In the Emmaus reflection below, condense the paragraph beginning "When the "stranger" walked with them" into a short bulleted list that keeps its main points.

PROVIDED PASSAGE:
○ ○ ○ ○ ○

And, as usual, as I was participating in its proclamation at Mass today, it did not disappoint. This time my new angle came through the deep insight of our presiding priest. Although I won't go into into his homily (which I wish I could post here...it was just that good!), I really feel called to share his main point with you.
In a comparison with a Sherlock Holmes story, Father brought to life a truth that we all experience daily: in any given situation, the facts involved can be absolutely the same, but viewed so differently that an outcome can be completely affected.
In the case of the Apostles and followers on the road to Emmaus, they were aware of the facts. They had lived them! They knew the basic story of Jesus - his life, death, and now proposed rising, just as deeply as they knew the stories of scripture and its prophetic words told throughout the ages. Growing up, they had heard the prophesies over and over again, and now they had personally lived as participants in the story of Jesus. The facts were there. So what were they missing? Why were the facts not making sense in light of the news that Jesus had resurrected?
When the "stranger" walked with them on the road, He also had the facts. But due to His point of view as the victim and the One who had fulfilled the prophesies, He understood the connections, could see the timeline, and could recognize each and every utterance as part of the Master Plan. Because of this, He was able to explain and reveal another perception of the facts, one that included the "reading between the lines" factors that the Apostles were missing. That's why their hearts burned within them. Revelation had come to the forefront, opening their eyes to a reality and truth that had previously been beyond their imagining.

○ ○ ○ ○ ○

DATA PROVIDED:

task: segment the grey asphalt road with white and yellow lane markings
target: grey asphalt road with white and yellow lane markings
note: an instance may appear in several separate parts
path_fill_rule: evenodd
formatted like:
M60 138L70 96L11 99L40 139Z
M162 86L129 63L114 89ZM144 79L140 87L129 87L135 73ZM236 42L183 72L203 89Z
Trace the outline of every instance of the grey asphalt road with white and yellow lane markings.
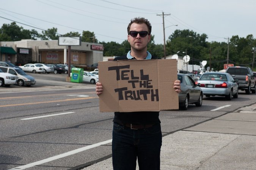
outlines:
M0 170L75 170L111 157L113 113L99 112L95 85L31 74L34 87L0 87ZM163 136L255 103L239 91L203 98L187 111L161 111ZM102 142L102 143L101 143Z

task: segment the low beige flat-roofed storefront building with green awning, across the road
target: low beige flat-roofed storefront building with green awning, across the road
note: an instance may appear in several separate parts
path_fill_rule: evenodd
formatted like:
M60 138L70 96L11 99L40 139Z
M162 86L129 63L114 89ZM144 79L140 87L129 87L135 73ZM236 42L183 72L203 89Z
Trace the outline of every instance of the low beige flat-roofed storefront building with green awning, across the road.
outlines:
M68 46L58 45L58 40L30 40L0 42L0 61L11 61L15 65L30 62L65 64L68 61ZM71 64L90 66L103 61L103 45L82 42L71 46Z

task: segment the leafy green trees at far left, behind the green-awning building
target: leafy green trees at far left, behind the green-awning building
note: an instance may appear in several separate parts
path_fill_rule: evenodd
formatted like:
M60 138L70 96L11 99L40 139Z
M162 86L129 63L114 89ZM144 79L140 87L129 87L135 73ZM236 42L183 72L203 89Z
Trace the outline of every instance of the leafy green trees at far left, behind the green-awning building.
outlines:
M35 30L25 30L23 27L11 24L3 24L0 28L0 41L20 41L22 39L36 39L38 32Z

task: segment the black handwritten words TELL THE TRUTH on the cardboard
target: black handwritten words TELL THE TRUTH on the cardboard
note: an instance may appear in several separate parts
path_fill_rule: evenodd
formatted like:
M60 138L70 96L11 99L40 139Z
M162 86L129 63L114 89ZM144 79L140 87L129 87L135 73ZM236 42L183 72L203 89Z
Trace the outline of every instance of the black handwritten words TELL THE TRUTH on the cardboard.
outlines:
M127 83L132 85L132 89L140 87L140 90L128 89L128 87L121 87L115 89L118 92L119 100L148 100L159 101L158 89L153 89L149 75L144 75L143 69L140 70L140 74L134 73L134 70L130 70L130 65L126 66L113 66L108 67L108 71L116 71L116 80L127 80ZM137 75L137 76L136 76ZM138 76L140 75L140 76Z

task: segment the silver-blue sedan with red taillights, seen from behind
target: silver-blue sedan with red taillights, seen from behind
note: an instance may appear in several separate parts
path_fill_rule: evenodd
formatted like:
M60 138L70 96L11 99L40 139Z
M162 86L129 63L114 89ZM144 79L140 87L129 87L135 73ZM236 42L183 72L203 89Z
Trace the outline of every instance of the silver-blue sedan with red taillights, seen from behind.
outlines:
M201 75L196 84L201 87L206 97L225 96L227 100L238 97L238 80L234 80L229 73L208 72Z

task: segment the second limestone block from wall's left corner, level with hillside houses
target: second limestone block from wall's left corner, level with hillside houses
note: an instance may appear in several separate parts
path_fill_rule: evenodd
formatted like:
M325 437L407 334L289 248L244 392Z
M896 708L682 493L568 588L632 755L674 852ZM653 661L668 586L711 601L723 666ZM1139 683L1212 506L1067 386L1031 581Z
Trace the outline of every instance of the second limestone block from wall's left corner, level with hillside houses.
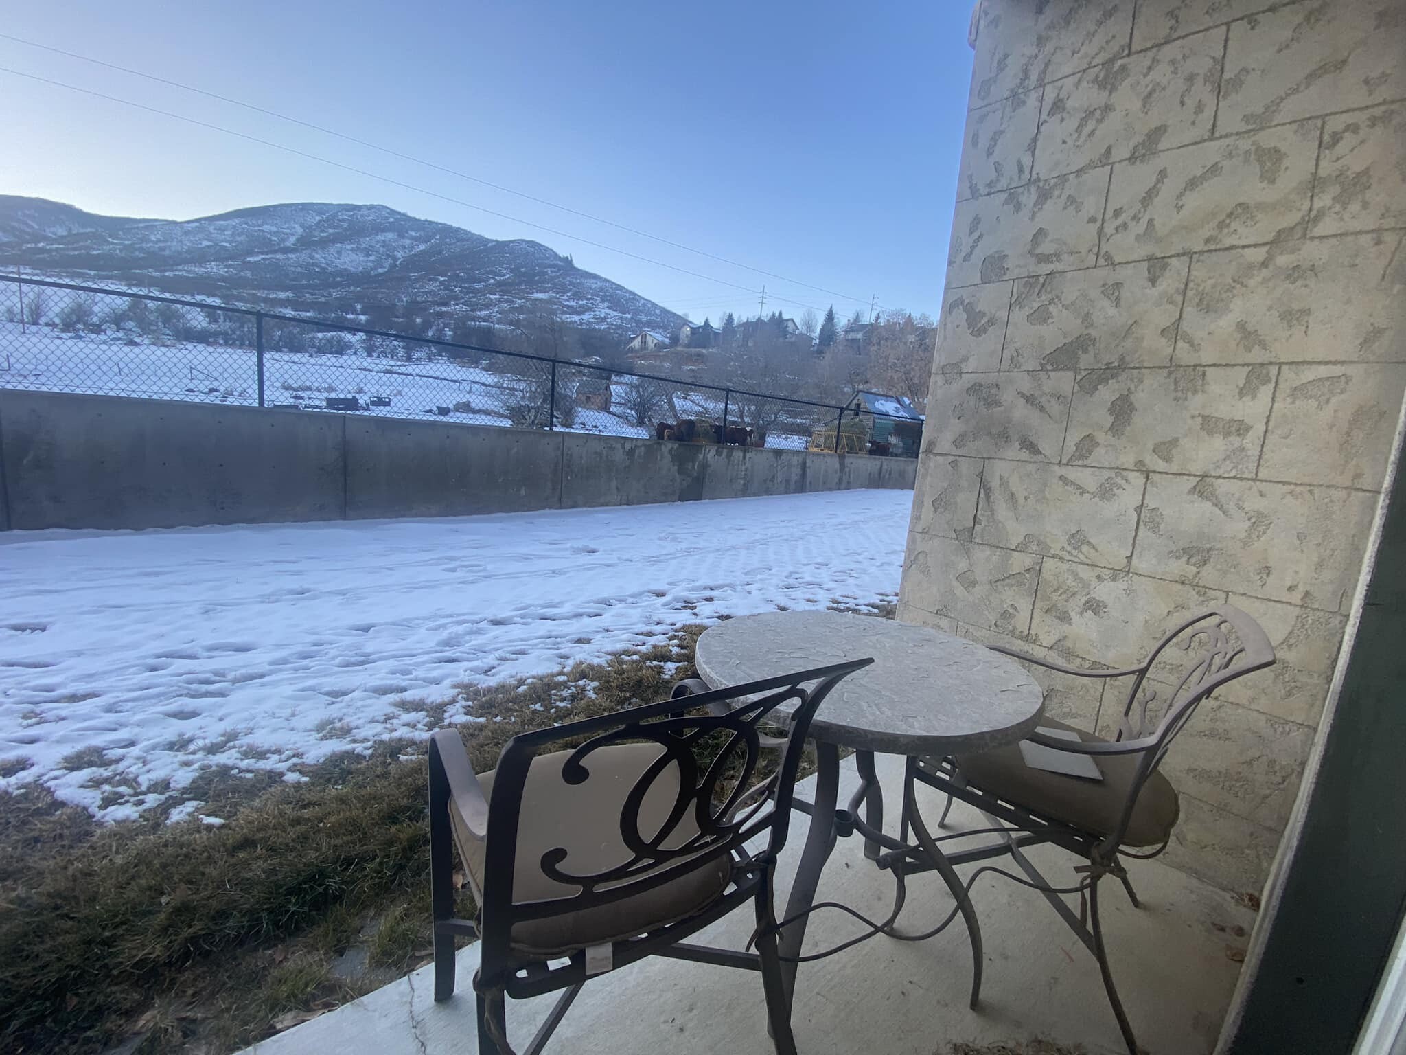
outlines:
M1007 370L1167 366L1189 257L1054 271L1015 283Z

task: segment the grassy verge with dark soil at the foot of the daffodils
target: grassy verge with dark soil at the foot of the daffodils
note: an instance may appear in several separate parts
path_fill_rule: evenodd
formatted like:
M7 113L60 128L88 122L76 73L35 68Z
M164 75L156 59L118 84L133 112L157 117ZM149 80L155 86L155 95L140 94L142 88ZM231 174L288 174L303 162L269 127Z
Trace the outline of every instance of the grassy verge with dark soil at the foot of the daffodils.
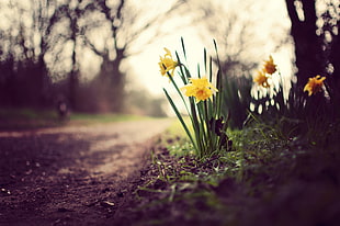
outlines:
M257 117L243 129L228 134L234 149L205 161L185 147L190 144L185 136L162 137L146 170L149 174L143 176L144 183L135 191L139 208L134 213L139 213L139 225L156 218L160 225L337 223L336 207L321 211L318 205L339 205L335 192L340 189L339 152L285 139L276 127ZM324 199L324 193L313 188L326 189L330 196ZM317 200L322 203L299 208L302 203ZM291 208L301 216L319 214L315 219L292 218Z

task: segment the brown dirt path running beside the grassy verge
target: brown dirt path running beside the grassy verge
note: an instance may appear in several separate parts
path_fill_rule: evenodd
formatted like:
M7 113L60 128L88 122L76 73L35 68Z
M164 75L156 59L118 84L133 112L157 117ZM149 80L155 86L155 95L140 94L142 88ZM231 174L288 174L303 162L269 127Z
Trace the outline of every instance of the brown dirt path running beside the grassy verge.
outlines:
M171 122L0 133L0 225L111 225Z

○ ○ ○ ○ ○

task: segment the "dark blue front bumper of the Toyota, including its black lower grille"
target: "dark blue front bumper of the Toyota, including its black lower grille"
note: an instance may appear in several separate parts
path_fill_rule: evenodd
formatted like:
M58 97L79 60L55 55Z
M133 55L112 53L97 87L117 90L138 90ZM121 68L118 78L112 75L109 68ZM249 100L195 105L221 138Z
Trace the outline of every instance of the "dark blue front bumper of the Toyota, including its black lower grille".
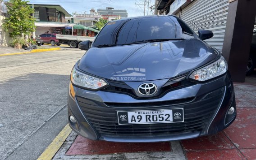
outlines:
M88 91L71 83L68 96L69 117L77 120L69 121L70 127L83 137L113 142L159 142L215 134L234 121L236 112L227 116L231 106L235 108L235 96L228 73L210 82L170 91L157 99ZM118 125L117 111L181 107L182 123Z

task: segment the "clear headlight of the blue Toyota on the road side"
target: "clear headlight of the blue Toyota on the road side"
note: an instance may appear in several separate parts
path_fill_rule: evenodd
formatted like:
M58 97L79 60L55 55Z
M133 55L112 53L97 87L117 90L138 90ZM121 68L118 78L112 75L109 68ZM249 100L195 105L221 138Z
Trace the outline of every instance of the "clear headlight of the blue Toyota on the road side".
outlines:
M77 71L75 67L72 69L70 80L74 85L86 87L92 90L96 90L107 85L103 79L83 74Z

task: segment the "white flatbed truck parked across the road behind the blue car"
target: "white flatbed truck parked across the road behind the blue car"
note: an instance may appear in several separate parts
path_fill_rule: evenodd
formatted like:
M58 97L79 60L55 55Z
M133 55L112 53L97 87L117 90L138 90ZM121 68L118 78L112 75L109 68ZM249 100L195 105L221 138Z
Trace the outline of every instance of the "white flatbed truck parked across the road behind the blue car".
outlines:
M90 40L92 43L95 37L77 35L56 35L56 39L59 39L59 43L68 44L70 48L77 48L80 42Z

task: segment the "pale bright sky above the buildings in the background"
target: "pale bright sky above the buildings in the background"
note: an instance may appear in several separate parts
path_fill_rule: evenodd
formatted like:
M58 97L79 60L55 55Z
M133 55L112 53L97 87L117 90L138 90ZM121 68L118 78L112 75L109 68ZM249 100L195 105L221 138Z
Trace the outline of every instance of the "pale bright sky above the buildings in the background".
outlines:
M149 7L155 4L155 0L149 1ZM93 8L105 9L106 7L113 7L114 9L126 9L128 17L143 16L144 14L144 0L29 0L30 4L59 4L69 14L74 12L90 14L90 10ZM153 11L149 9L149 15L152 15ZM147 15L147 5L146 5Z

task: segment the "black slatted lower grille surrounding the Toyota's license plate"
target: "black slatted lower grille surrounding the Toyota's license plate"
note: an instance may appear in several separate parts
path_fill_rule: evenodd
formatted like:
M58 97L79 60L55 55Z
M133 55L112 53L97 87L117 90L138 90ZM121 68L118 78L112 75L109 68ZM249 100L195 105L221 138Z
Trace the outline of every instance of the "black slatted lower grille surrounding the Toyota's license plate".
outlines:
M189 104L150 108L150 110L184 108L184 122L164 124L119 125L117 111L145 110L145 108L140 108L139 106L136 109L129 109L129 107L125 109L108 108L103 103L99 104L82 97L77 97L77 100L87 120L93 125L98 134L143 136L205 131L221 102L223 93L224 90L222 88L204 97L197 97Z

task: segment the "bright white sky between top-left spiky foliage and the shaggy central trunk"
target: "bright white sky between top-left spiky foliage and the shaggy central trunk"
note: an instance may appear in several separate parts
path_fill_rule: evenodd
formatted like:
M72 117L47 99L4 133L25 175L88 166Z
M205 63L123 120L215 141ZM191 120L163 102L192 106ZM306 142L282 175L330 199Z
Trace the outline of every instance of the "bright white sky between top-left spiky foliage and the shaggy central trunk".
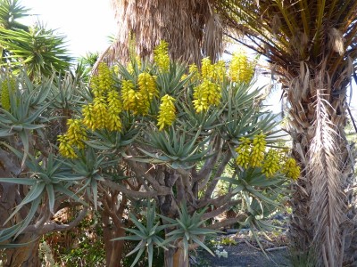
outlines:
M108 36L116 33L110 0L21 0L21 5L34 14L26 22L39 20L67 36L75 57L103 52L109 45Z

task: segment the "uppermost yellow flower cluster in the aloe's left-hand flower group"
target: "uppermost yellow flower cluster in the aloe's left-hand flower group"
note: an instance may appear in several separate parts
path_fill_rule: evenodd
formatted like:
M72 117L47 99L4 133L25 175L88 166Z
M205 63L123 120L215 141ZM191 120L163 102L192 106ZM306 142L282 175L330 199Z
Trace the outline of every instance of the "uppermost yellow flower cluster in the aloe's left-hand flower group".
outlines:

○ ○ ○ ○ ○

RESULT OF THE EXERCISE:
- The "stranger" on the road had the same facts as the Apostles.
- As the victim and the One who fulfilled the prophecies, He understood the connections, saw the timeline, and recognized every utterance as part of the Master Plan.
- He could therefore explain another view of the facts, including the "reading between the lines" factors the Apostles were missing.
- That is why their hearts burned within them: revelation opened their eyes to a reality and truth they had not been able to imagine before.